• [TEXTE DU DOCUMENT]:
---

Vaud pourrait devenir le premier canton à se doter d'une loi sur l'assistance au suicide. Les citoyens en décideront le 17 juin. Ils se prononceront sur une initiative d'Exit et sur un contre-projet qui fixe un cadre légal au suicide assisté dans les EMS et les hôpitaux.
Jusqu'ici, seuls les Zurichois ont voté sur l'aide au suicide: en mai 2011, ils ont très nettement rejeté deux initiatives visant l'une à restreindre et l'autre à interdire les suicides assistés. En cas de oui à l'un ou l'autre objet, les Vaudois feraient oeuvre de pionniers, aucun autre canton n'ayant encore de loi en la matière.
Même si elle ne concerne que les établissements de soin, cette loi cantonale est d'autant importante que le Conseil fédéral a renoncé à légiférer, enterrant en juin dernier son projet controversé de norme pénale sur le suicide assisté. Le gouvernement entend plutôt soutenir la prévention du suicide et les soins palliatifs.
Initiative d'Exit
Dans le canton de Vaud, où vivent près de la moitié des 16'500 membres annoncés par Exit suisse romande, l'Association pour le droit de mourir dans la dignité a déposé en 2009 une initiative pourvue de 14'000 signatures. Ce texte obligerait les établissements médico-sociaux (EMS) subventionnés à accepter des suicides assistés entre leurs murs.
Le droit à l'autodétermination doit être garanti pour les résidents des EMS comme pour les personnes qui vivent chez elles, explique le président de l'association, Jérôme Sobel. Actuellement, les personnes en EMS qui souhaitent recourir à Exit dépendent du bon vouloir du personnel soignant.
Contre-projet
Les autorités vaudoises ont choisi d'opposer un contre-projet à l'initiative, jugeant que cadrer l'assistance au suicide valait mieux que de s'y opposer. Le texte rédigé par les services de Pierre-Yves Maillard a été approuvé à une très large majorité par le Grand Conseil. Il fixe les conditions d'une aide au suicide dans les EMS reconnus d'intérêt public, mais aussi dans les hôpitaux.
Cette version est soutenue par l'Association vaudoise des EMS (AVDEMS) et la Société vaudoise de médecine (SVM). Tous les groupes politiques recommandent également de voter oui au contre-projet. Les Verts et A gauche toute prônent le oui également pour l'initiative, comme "signe clair en faveur du droit de mourir". Certains catholiques et évangéliques rejettent les deux textes.
Conditions strictes
Le contre-projet fixe deux conditions de base: la personne qui demande l'assistance au suicide doit souffrir d'une maladie grave incurable et elle doit être capable de discernement. Le médecin responsable de l'EMS ou le chef de clinique sera chargé de s'assurer que ces deux critères sont remplis, "en concertation avec l'équipe soignante et le médecin traitant".
Autre condition: des soins palliatifs doivent avoir été proposés et discutés avec le patient. Ni le personnel de l'établissement, ni le médecin responsable impliqués ne peuvent participer à l'acte.
"Pire que le statu quo"
Pour Exit, le contre-projet est pire que le statu quo. Laisser la décision finale au médecin de l'institution constitue une "mise sous tutelle" du patient, dénonce le Dr Sobel. Il critique aussi le fait qu'une même solution soit appliquée aux EMS et aux hôpitaux.
Le processus d'évaluation de la demande déjà mis en place au CHUV est lent et chicanier, explique Exit. "Tout est fait pour décourager la demande. En six ans, une seule a abouti", souligne Jérôme Sobel. "Ce système est une perte de temps, il vaut mieux que les personnes qui demandent notre aide rentrent chez elles". Or, la plupart des résidents en EMS n'ont pas d'autre domicile.
L'EMS représente plus qu'un simple domicile privé, c'est un lieu de vie communautaire et de soins, rétorque le Conseil d'Etat dans son exposé des motifs. Des cautèles sont nécessaires pour protéger non seulement la personne qui souhaite mettre fin à ses jours, mais aussi les autres résidents et les soignants, souligne-t-il également.

---

Répondez aux questions suivantes d'après le texte sur le suicide assisté dans le canton de Vaud :
(a) À quelle date les citoyens vaudois se prononceront-ils ?
(b) Combien de signatures comptait l'initiative déposée par Exit en 2009 ?
(c) Quelles sont les deux conditions de base fixées par le contre-projet ?

---

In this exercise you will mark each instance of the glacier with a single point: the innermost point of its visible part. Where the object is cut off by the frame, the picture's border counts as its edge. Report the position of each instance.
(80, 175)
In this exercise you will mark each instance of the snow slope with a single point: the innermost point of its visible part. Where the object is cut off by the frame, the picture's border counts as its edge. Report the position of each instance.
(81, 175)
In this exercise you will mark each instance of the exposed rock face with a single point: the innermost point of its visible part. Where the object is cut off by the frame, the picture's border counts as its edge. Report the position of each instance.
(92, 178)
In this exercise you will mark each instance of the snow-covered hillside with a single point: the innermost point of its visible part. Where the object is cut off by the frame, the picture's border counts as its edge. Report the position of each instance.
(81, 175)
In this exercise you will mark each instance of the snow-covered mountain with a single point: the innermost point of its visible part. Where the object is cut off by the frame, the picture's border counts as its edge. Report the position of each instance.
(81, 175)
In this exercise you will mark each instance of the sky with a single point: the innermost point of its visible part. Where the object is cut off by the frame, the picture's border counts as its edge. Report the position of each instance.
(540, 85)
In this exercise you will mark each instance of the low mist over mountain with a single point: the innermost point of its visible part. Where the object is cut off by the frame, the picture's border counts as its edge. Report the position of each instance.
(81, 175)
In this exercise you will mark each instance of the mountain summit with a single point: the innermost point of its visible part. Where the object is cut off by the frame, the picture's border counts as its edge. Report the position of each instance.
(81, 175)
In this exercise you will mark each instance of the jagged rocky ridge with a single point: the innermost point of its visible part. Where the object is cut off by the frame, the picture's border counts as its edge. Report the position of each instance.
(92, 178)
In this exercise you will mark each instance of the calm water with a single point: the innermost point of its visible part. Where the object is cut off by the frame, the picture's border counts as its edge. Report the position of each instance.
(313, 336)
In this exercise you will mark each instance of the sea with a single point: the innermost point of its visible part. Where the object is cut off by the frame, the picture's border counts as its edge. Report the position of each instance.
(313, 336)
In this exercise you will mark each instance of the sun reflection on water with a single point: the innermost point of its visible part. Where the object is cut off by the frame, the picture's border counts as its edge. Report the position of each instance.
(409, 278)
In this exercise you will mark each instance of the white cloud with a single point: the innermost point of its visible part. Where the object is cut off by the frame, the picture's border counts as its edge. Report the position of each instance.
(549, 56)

---

• [CORRIGÉ DÉTAILLÉ]:
(a) Le 17 juin.
(b) 14'000 signatures.
(c) La personne doit souffrir d'une maladie grave incurable et être capable de discernement.